- **What to work on**: Pictures are to be omitted, and every entry below is to be restated exactly.

- **Saved entries**:

• • • • •

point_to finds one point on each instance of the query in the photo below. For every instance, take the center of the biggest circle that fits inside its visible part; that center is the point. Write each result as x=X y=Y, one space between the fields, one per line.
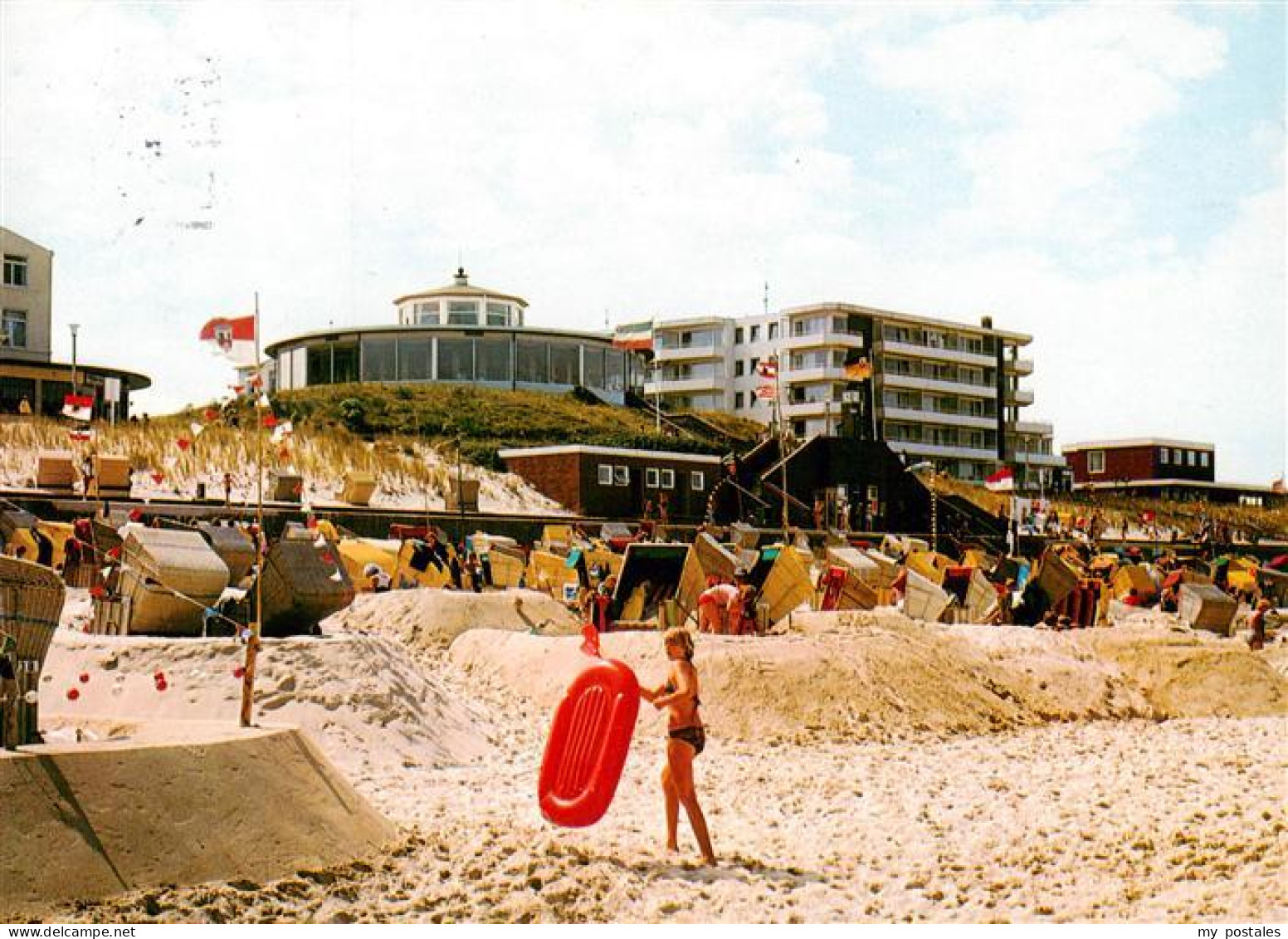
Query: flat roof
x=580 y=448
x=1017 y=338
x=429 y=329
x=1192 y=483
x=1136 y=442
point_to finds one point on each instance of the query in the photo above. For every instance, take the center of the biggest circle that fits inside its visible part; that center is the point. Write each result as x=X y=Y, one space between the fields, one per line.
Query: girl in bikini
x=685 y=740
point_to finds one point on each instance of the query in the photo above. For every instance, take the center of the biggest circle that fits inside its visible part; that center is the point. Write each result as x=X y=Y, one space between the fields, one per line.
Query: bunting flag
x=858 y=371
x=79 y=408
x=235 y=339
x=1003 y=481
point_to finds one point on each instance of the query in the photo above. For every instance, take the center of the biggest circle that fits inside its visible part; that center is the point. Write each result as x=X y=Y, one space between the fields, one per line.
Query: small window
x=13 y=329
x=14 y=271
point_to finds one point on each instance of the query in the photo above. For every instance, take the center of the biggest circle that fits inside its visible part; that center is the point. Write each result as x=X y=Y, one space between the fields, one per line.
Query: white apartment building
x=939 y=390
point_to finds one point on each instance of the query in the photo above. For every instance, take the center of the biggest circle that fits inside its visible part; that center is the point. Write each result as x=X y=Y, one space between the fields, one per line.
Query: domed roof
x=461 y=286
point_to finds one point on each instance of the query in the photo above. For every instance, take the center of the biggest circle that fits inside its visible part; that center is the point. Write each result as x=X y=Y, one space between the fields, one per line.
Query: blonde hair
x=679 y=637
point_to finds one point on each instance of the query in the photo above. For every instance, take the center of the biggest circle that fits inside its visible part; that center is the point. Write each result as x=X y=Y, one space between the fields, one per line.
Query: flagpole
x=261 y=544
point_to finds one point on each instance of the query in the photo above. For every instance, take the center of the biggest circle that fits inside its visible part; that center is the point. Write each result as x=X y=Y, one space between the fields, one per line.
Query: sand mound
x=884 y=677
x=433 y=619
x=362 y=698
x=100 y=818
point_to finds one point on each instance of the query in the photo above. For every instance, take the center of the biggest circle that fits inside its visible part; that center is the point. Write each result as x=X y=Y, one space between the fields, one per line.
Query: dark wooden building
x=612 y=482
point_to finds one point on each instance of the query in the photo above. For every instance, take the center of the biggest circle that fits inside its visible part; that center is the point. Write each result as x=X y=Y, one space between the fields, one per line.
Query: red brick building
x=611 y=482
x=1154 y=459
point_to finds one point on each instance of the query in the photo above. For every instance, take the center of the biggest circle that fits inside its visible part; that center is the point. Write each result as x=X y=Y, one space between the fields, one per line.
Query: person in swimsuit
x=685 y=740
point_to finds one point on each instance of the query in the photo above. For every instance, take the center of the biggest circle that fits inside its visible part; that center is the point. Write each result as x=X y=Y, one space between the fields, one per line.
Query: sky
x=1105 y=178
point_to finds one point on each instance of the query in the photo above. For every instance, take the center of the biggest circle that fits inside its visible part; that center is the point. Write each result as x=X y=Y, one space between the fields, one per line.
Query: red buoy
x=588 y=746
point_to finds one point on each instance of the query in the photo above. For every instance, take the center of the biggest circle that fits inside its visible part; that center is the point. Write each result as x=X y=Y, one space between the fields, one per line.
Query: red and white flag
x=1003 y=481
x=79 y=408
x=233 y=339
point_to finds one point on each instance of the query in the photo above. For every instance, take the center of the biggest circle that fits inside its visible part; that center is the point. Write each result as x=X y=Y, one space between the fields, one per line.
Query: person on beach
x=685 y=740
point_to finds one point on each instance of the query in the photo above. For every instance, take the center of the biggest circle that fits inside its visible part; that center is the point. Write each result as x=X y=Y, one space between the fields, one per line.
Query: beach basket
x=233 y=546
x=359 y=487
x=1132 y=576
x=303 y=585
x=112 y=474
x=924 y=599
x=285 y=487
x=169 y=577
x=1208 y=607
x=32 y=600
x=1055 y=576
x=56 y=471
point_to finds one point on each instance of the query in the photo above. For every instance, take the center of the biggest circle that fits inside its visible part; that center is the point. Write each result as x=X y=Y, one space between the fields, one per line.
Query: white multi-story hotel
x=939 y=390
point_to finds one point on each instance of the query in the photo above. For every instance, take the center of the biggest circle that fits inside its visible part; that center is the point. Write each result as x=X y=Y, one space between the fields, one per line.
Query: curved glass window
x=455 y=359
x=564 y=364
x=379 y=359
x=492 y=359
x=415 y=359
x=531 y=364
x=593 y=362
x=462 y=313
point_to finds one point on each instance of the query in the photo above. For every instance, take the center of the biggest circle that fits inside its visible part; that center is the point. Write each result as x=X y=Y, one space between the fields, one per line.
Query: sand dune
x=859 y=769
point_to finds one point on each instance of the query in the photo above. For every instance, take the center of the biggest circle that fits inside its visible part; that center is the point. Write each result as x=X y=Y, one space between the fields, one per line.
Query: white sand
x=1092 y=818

• • • • •

- **Written reply**:
point_to finds one point on each instance of the query in the photo below. For every instance, take the center of the biggest circle that fits inside its visible part; that center is the point. Write each result as x=X y=Y, one space between the fields, one per line.
Query: flat roof
x=580 y=448
x=1017 y=338
x=429 y=329
x=1192 y=483
x=1136 y=442
point_to finds one point on each instance of the query in the photo above. For every instance, take the center of the biggest circle that fits inside its visible part; that center is the point. Write each result as x=X y=Y, one space between the fields, one per line.
Query: girl in bikini
x=685 y=740
point_to finds one point on each instance of the query in the photo above. For every instance, take the center of the biggest circle that fits inside its visible part; that center is the point. Write each result as x=X y=Y, one space between the fields, one per line.
Query: bunting flag
x=858 y=371
x=79 y=408
x=235 y=339
x=1003 y=481
point_to finds one point on each instance of the query in the photo above. For every instance, take the center of the biggest circle that fits inside its visible part; that center is the point. Write each result as x=X y=Y, one space between the fields, one per line.
Query: small window
x=13 y=329
x=14 y=271
point_to finds one point on each instance of the query in the photo above. For every instance, take the center of the biggest circle that fits inside its visible part; that center is the point. Write each result as x=X y=Y, one space between the fields, one per line.
Query: white apartment building
x=939 y=390
point_to finds one point on each instance of the query in the photo above. For every instance, take the center of the biggest circle that fits inside its visible part; that center is the point. Write each result as x=X y=Y, one space between the fields, one per line.
Query: domed roof
x=461 y=286
point_to finds one point on each instance of the query in the photo above. For every instance, take the center of the biggest circle that fits inside its visible part; that center is the point. Write each result as x=X y=Y, one space between the fields, one per line.
Query: blonde hair
x=679 y=637
point_to finds one point on each instance of the query in the photo above. For every instance, take the center of the biggest circle that fits inside its visible part; that center is the point. Write each result as x=X y=Y, one space between the fields, one per line.
Query: flagpole
x=261 y=544
point_to finds one point on each instance of the query in the photo above. For every instance, take the center of the biggest circle that fits inside its visible part; that center is the point. Write each result as x=X y=Y, one space between the fields, one per line.
Query: sand mound
x=884 y=677
x=433 y=619
x=362 y=698
x=100 y=818
point_to finds one point on each instance of the query in the photo above. For every instance, take the center of the biggest circle that fits inside its visible part; that center is the point. Write each result as x=X y=Y, one space between the fields, one per line.
Query: dark wooden building
x=612 y=482
point_to finds one point on each instance of the query in the photo above. For every instance, take the center of the biggest circle that fits inside its visible part; that center is the point. Write each result as x=X y=Y, one space between the fields, one per line.
Query: red brick building
x=611 y=482
x=1154 y=459
point_to finds one point on each instance of the query in the photo above. For every instance, take the center of the biggest circle that fits inside its visible part; that center is the point. Write each result as x=X y=Y, one space between the fields, one per line.
Query: person in swimsuit
x=685 y=740
point_to finds one point on each instance of the query in the photo above. For every instance, take the center of the biggest circle that fits inside its visible part; that center is the point. Write each result as x=X y=Y, one space between the fields, one per line.
Query: sky
x=1105 y=178
point_to finds one point on each instance of the query in the photo above. For every instance, take the center of the biggest circle that fits inside its visible part; that center is the point. Write each result as x=X y=Y, one space between the fields, one per line.
Query: red buoy
x=588 y=746
point_to finds one point on each instance of the query in the photo above. For every instance, take the center of the biggest circle that fits inside its visible part; that center is the point. Write each result as x=X y=Y, one space between the fields, one per line.
Query: red and white flag
x=1003 y=481
x=79 y=408
x=233 y=339
point_to finds one point on each instance of the query in the photo above. For every instance, take the center of the biggest circle that fits inside its visible part; that center is the point. Write each result as x=X y=Y, one space between the fields, one per line.
Query: person on beach
x=685 y=740
point_to finds one point on each instance of the query in the photo above. For every instance, take the center of the biggest circle that fits inside its visible part; that center is the point. Write each result as x=X y=Y, one space between the fields, one per line.
Query: beach basket
x=233 y=546
x=359 y=487
x=1132 y=576
x=303 y=585
x=112 y=474
x=924 y=599
x=285 y=487
x=169 y=577
x=1208 y=607
x=32 y=600
x=1055 y=576
x=56 y=471
point_to finds one point on each instance of the query in the photo above. For every instance, take the center of the biggest circle that fits inside its visible part; that center is the point. Write each result as x=X y=Y, one space between the fields, one per line.
Query: white multi-story hotel
x=939 y=390
point_to finds one point on each instance of the query in the photo above. For every instance, take the center of the biggest circle that fits inside its visible part; that center is the point. Write each result as x=X y=Y, one space between the fields, one per line.
Query: curved glass window
x=455 y=359
x=564 y=364
x=379 y=359
x=492 y=359
x=415 y=359
x=531 y=364
x=593 y=362
x=462 y=313
point_to finds one point on each instance of the query in the photo above. For every instance, take the center of the biggest circle that fits inside its visible part; that center is the point. Write each result as x=X y=Y, one space between the fields, one per line.
Query: sand dune
x=859 y=769
point_to finds one point on each instance of the query in the photo above. For every instance, take the center of the biggest circle that fits inside its visible part; that center is the point. Write each result as x=X y=Y, one space between the fields, one per line.
Query: white sand
x=1092 y=818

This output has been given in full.